O voto proferido pelo Ministro Relator Dias Toffoli no RE 330.817, que apresenta memorável estudo sobre o histórico da imunidade prevista atualmente no art. 150, VI, “d”, da CF/88, apresentou como principal fundamento para a desoneração do papel destinado à impressão dos livros, jornais e periódicos a necessidade de impedir a manutenção da censura que ocorrera no período do Estado Novo (1937 a 1945), manifestada por meio da força tributária que incidia sobre o papel linha d´água, insumo utilizado pelos veículos de comunicação:

“A par da censura direta, o governo ainda coagia a propagação de ideias contrárias ao regime mediante pesada tributação das importações do papel de imprensa (o papel linha d’água) e o controle, de forma insidiosa, da isenção aduaneira sobre esse insumo. A concessão do benefício da intributabilidade era facilitada aos jornais partidários do regime e dificultada, ou até impedida, aos que propugnavam por ideologia tida por nociva ou inapropriada (Decreto-Lei nº 300/38; art. 135, f, do Decreto-Lei nº 1.949/39). Com isso, o produto final dos veículos de comunicação saía mais caro e o acesso à informação se tornava mais restrito e, como decorrência disso, poucos órgãos de mídia suportavam a carga tributária”.

O próprio ex-chefe do Serviço de Controle da Imprensa do DIP (Departamento de Imprensa e Propaganda), Sampaio Mitke, em relato publicado no Estado de São Paulo, afirmou que a imposição tributária, justamente por possuir reflexo econômico, era mais eficiente que as ameaças e o uso da força por parte da polícia[5]:

“O trabalho era limpo e eficiente. As sanções que aplicávamos eram muito mais eficazes do que as ameaças da polícia, porque eram de natureza econômica. Os jornais dependiam do governo para a importação do papel linha d’água. As taxas aduaneiras eram elevadas e deveriam ser pagas em 24 horas. E o DIP só isentava de pagamento os jornais que colaboravam com o governo. Eu ou o Lourival é que ligávamos para a Alfândega autorizando a retirada do papel”.

[Registros de anotação de limites]
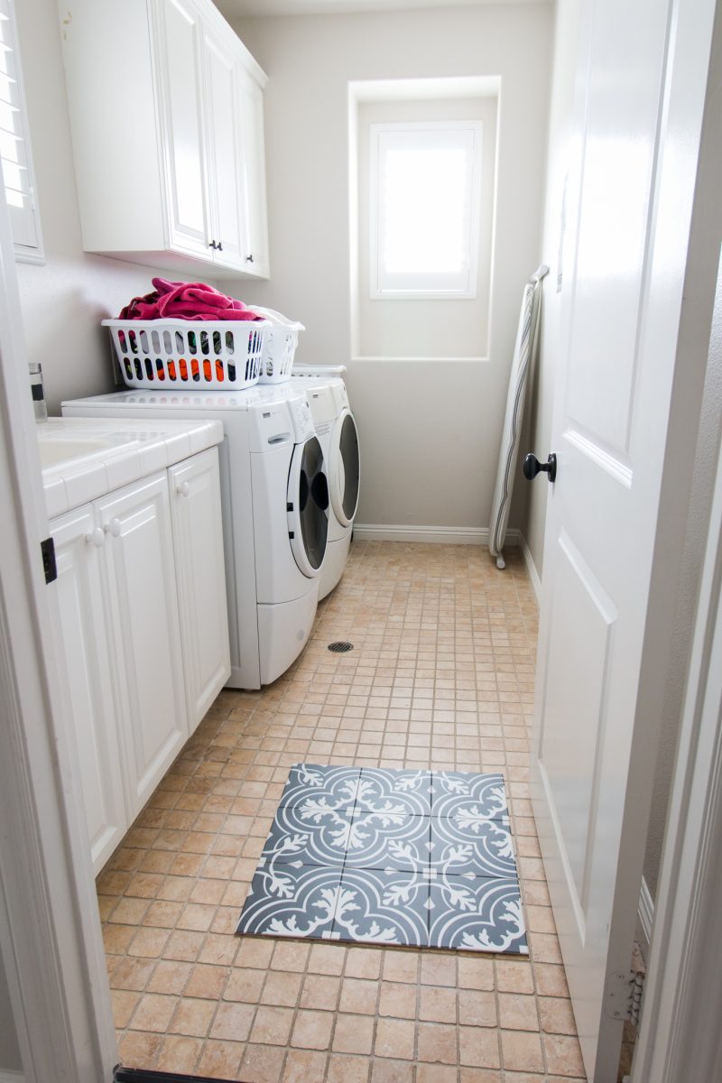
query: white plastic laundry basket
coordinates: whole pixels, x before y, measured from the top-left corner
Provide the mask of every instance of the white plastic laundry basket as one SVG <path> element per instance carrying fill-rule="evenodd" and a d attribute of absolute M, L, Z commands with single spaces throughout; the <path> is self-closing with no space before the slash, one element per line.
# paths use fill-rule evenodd
<path fill-rule="evenodd" d="M 281 383 L 290 379 L 299 331 L 304 331 L 305 327 L 293 319 L 287 319 L 275 309 L 261 309 L 255 304 L 249 308 L 271 325 L 265 336 L 259 382 Z"/>
<path fill-rule="evenodd" d="M 240 391 L 258 383 L 265 335 L 260 319 L 104 319 L 129 388 Z"/>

**A fazer**
Dê continuidade ao texto sobre a imunidade tributária do papel de imprensa, começando logo após a última frase apresentada. Os registros vêm de uma fonte diferente da do texto.

**Resposta do exercício**
A nossa história, portanto, prova que a força impositiva tributária é capaz de manipular e direcionar, sim, o acesso à informação, à cultura e ao conhecimento. Portanto, não se trata de simples direcionamento de tributação para onerar os supostamente “mais ricos” da sociedade. Como se vê, a justificativa da Receita Federal vai ao encontro de instrumento utilizado pelo Poder Público em período da nossa história marcado politicamente pelo autoritarismo.

Há poucos dias, ao receber a informação de que a União Federal pretende tributar a receita proveniente da venda dos livros, o atual Presidente de Portugal, Marcelo Rebelo de Sousa, relatou, em entrevista a um jornal de grande circulação no Brasil, interessante movimento por ele capitaneado que retirou Celorico de Basto, distrito de Braga, do patamar de vila mais pobre de Portugal[6]. A criação de uma biblioteca pública aliada a estímulos à leitura e doações de livros foram providências decisivas para o desenvolvimento cultural e social da região.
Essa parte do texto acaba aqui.